* **Provided passage**:
┌──
There are four moods: infinitive, indicative, conditional and imperative

There are two voices: active and passive

There are three tenses: past, present and future

There are two verbal aspects: imperfective and perfective (these aspects deal with the concept of whether the verb describes an action that was/is/will be repetitive/ongoing OR an action that was/is/will be completed.). This means that most actions are expressed with an imperfective and a corresponding perfective verb.

Because of Polish's inflective nature, personal subject pronouns are usually omitted unless the speaker wishes to emphasize or clarify the subject of a sentence.

Syntax is usually subject-verb-object BUT this can change depending on the focus or nuance that a speaker wishes to convey. Thus, syntax can be rather flexible compared to English as much of the relevant grammatical information of a sentence is revealed in the inflections, suffixes and prefixes of the words.

Adjectives can precede or follow the nouns that they describe. This depends on whether the adjective describes an intrinsic quality of the noun.

For intrinsic qualities, the adjective follows the noun.

Ex. język polski = Polish language (literally 'language polish' - the reasoning is that there is only one Polish language)

For non-intrinsic qualities, the adjective precedes the noun.

Ex. czerwony samolot = red airplane (literally 'red airplane' - the reasoning is that the colour of an airplane is not an intrinsic quality)

Sometimes the order can be expressed both ways.

Ex. impreza urodzinowa OR urodzinowa impreza = birthday party (literally 'party birthday' OR 'birthday party' - Both versions are acceptable)

In addition, adjectives must agree with the nouns that they describe:

mały chłopiec = small boy (masculine animate nominative singular)

duży zeszyt = big notebook (masculine inanimate nominative singular)

mała dziewczyna = small girl (feminine nominative singular)

czerwone auto = red car (neuter nominative singular)

mali chłopcy = small boys (masculine animate nominative plural)

duże zeszyty = big notebooks (masculine inanimate nominative plural)

małe dziewczyny = small girls (feminine nominative plural)

czerwone auta = red cars (neuter nominative plural)
└──
Echo the part of the Polish grammar notes that opens with the words containing "Syntax is usually" and closes with "expressed both ways.". The records that follow are separate material, unrelated to the Polish grammar notes.

* **Information given**:
┌──
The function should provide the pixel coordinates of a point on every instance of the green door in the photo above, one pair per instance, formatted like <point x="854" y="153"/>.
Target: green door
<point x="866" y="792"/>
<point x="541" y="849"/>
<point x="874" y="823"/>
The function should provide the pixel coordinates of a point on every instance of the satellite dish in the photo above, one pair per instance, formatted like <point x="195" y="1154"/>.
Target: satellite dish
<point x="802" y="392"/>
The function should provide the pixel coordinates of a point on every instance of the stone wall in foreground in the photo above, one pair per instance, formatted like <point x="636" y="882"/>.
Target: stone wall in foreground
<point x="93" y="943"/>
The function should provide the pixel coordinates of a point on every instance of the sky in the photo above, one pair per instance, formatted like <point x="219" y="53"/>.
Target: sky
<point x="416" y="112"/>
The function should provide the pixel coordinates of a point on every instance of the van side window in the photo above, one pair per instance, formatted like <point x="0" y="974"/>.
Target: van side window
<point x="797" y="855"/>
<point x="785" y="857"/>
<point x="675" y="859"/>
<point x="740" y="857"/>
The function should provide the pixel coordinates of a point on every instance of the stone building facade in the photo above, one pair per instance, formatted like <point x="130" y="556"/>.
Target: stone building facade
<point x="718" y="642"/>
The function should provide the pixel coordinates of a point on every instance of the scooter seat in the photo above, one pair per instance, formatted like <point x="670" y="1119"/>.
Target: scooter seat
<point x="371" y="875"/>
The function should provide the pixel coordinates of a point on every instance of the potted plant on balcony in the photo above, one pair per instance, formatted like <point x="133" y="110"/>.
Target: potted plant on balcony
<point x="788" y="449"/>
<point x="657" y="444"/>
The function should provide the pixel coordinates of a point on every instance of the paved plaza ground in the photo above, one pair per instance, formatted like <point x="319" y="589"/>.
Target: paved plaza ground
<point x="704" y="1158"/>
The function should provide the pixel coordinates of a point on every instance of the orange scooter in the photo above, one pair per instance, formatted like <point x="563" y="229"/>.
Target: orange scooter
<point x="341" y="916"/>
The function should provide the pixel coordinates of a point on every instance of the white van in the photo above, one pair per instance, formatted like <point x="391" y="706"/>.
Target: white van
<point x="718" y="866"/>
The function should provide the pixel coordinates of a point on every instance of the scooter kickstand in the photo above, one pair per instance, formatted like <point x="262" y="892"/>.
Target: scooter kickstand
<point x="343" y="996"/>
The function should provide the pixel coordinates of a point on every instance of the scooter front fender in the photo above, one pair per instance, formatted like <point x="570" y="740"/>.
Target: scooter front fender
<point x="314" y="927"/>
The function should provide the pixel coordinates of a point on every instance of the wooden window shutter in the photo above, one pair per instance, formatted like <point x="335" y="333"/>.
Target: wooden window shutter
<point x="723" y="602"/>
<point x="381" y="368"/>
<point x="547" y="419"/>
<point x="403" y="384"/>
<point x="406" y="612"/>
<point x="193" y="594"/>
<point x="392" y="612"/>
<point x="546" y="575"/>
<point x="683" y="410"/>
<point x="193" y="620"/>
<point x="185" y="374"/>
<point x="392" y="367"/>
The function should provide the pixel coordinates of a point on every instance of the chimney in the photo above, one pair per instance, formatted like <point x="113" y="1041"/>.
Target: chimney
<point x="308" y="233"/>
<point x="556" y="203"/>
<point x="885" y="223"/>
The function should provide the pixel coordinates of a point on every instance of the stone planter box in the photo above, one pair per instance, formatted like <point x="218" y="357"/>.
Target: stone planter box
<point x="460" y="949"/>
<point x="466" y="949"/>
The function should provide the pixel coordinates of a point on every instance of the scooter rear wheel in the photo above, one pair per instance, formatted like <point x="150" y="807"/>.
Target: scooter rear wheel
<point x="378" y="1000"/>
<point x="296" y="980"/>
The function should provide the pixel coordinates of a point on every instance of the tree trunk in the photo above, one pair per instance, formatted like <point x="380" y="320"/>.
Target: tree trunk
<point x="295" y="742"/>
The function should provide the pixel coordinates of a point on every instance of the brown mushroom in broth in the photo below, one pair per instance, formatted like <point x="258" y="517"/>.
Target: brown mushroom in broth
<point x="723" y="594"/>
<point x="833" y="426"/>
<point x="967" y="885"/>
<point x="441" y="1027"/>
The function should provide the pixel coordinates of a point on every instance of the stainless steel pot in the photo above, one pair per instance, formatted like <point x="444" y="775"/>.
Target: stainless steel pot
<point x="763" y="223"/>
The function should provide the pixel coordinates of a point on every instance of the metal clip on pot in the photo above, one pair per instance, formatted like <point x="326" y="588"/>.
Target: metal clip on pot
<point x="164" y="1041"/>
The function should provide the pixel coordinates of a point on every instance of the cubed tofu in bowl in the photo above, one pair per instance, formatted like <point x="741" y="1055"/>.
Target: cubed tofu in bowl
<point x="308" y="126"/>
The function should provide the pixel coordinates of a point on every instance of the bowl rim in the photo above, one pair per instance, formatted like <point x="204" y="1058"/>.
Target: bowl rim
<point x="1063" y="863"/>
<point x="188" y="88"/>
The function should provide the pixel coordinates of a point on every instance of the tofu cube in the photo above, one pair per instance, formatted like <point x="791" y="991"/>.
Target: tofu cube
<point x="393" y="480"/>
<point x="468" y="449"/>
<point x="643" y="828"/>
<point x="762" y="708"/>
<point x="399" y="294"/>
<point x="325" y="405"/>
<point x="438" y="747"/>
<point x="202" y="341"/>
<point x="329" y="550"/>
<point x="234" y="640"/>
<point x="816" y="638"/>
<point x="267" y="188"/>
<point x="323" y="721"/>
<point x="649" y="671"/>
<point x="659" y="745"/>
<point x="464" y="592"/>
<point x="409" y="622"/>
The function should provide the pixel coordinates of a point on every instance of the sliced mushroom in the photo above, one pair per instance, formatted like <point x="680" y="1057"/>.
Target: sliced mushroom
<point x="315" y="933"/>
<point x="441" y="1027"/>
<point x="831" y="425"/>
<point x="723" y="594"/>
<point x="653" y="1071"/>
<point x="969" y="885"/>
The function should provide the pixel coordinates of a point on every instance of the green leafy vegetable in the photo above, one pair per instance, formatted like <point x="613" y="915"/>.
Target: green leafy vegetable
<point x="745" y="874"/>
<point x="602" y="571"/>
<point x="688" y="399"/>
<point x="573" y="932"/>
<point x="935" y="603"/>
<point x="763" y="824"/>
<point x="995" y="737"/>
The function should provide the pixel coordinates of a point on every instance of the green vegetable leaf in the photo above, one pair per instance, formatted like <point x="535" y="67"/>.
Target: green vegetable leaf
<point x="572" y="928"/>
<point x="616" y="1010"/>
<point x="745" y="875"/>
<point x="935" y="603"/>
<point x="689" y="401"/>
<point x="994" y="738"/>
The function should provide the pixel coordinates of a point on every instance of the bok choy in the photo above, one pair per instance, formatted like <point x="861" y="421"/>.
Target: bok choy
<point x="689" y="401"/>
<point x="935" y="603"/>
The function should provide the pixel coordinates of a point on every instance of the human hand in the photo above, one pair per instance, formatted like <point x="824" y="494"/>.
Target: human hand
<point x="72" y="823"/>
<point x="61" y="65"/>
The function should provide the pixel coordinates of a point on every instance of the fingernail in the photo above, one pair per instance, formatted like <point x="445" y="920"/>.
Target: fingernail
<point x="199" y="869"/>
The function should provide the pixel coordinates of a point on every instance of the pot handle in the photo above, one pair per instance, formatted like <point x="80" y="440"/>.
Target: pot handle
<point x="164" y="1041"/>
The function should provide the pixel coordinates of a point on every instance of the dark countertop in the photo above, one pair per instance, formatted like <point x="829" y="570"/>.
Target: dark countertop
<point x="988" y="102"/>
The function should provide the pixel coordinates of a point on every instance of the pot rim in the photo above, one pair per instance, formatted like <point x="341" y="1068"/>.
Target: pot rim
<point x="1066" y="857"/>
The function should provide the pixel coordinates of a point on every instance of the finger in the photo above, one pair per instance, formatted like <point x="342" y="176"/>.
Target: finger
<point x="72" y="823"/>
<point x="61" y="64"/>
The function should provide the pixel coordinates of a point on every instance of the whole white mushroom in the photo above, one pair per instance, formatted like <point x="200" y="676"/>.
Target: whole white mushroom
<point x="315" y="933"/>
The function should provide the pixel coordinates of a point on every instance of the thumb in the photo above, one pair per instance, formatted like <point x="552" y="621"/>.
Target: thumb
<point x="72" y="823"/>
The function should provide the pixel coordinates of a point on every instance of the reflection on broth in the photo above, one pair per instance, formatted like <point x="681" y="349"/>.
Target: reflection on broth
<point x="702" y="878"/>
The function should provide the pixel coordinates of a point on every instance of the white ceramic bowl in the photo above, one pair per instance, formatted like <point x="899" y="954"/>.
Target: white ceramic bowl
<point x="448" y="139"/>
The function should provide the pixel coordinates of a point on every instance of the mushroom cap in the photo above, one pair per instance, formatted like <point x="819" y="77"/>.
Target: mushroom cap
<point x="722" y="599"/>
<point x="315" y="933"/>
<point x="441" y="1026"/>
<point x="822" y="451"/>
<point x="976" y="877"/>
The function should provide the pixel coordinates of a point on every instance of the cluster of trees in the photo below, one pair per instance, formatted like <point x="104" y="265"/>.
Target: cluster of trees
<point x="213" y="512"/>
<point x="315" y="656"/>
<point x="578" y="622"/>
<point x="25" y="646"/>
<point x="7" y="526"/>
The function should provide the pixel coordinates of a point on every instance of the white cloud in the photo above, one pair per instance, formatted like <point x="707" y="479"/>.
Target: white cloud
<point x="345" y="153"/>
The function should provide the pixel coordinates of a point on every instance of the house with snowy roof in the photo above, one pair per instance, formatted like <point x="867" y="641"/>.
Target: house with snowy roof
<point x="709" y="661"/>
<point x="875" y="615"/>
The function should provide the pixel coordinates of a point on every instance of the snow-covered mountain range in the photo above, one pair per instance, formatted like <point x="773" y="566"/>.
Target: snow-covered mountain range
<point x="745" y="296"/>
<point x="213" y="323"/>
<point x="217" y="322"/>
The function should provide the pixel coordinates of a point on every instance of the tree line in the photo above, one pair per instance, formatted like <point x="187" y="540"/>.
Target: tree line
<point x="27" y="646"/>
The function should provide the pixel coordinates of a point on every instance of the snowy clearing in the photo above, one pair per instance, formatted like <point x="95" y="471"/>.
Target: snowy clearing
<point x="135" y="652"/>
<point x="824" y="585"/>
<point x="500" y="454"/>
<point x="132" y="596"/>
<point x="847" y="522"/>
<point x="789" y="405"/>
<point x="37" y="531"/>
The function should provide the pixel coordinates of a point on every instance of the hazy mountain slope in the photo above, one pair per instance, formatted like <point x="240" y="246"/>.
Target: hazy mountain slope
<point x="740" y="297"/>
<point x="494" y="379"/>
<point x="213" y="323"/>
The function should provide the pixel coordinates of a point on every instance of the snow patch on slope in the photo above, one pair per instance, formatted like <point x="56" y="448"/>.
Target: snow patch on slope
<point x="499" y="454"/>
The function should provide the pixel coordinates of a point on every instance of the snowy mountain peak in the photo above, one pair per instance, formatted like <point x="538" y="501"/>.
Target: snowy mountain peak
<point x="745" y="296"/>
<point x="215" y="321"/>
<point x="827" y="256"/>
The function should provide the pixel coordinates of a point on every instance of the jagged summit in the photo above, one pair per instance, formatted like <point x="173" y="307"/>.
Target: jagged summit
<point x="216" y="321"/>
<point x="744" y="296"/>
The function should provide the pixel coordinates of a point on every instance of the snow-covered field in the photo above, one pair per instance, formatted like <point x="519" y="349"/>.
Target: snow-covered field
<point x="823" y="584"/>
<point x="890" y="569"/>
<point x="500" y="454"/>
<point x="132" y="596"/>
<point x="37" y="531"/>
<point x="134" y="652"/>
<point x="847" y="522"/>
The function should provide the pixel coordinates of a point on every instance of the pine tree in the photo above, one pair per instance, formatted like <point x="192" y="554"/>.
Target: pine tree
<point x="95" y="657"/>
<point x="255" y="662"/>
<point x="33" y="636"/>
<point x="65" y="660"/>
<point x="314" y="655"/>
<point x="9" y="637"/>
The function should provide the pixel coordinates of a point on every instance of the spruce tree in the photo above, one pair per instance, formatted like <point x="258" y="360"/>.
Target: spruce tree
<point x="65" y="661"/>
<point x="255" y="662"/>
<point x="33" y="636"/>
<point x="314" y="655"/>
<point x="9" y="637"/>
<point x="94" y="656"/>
└──
* **Finished exercise**:
Syntax is usually subject-verb-object BUT this can change depending on the focus or nuance that a speaker wishes to convey. Thus, syntax can be rather flexible compared to English as much of the relevant grammatical information of a sentence is revealed in the inflections, suffixes and prefixes of the words.

Adjectives can precede or follow the nouns that they describe. This depends on whether the adjective describes an intrinsic quality of the noun.

For intrinsic qualities, the adjective follows the noun.

Ex. język polski = Polish language (literally 'language polish' - the reasoning is that there is only one Polish language)

For non-intrinsic qualities, the adjective precedes the noun.

Ex. czerwony samolot = red airplane (literally 'red airplane' - the reasoning is that the colour of an airplane is not an intrinsic quality)

Sometimes the order can be expressed both ways.